* [TEXT BLOCK]
──────────
The legislature last session approved a bill that allows faith-based adoption agencies to refuse to place children with gay and lesbian couples. Do you support that bill? Why or why not?
Wendy Bingesser, District 30: She said she would have to look closely at that bill to see if she would support it because the bill had many attachments. “That’s the problem, when bills have things hidden inside of them,” she said. “I think that’s the reason why it was passed by so many people right away. The greatest thing about that is I wish it was more about the kids and not about the adoption.” She said so children need loving homes. “I wasn’t there, so I didn’t read the entire bill, but I’ve been informed there were things attached to it that are non-severed, that if you try to go back on it, that they would be severed out of the adoption act,” she said.
Brandon Woodard, District 30: He said he would not support the bill, calling it the “adoption discrimination bill.” He “firmly” believes that LGBT people deserve representation in Topeka, saying that legislators should not use taxpayer dollars to fund discrimination, “which is what this bill does.” He said the bill allows state agencies to contract with “different adoption placement agencies” that are getting reimbursed with tax dollars but are discriminating against LGBT couples, single people and people with different faith backgrounds, and “I think it’s wrong.”
Cindy Holscher, District 16: She said she is “never” in favor of taking away people’s rights or legislating discrimination, adding that this “particular” statute violates the constitution. “We are not to use taxpayer funds for discrimination; it’s that simple,” she said. “I’m supposed to uphold it (the Constitution) every day, not just when it’s convenient, but every single day, and not just when it fits my own view.”
Sue Huff, District 16: She said she agrees with the bill, adding that she doesn’t see it disqualifying anyone from adopting children. “The matter of the fact was that the agencies that this would have affected were faith-based agencies, and they were not going to be allowed to remain open so they could provide services to these kids,” Huff said. “I don’t care what agency adopts them, but I think that we need all the adoption agencies that we can get to help these kids out, to give them a life where they can be great members of our society.”
──────────
* [SOURCE DATA]
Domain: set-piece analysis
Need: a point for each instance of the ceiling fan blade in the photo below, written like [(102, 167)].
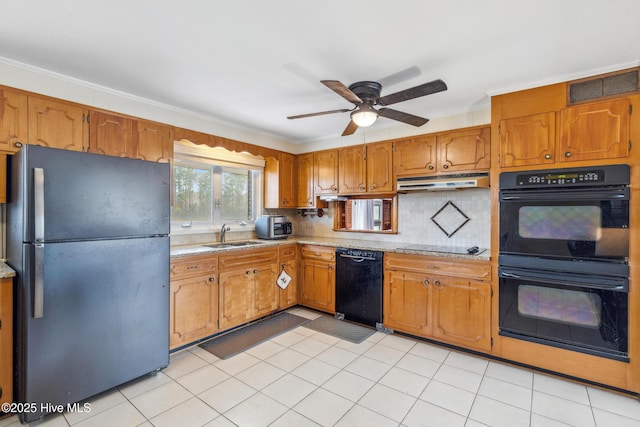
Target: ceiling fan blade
[(402, 117), (414, 92), (341, 90), (302, 116), (400, 76), (350, 129)]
──────────
* [QUESTIONS]
a - List every person whose answer appears in the text on the adoption bill, giving each one's name and district.
b - Retype the text on the adoption bill from "The legislature last" to "or why not?".

* [TASK RESPONSES]
a -
Wendy Bingesser, District 30
Brandon Woodard, District 30
Cindy Holscher, District 16
Sue Huff, District 16

b -
The legislature last session approved a bill that allows faith-based adoption agencies to refuse to place children with gay and lesbian couples. Do you support that bill? Why or why not?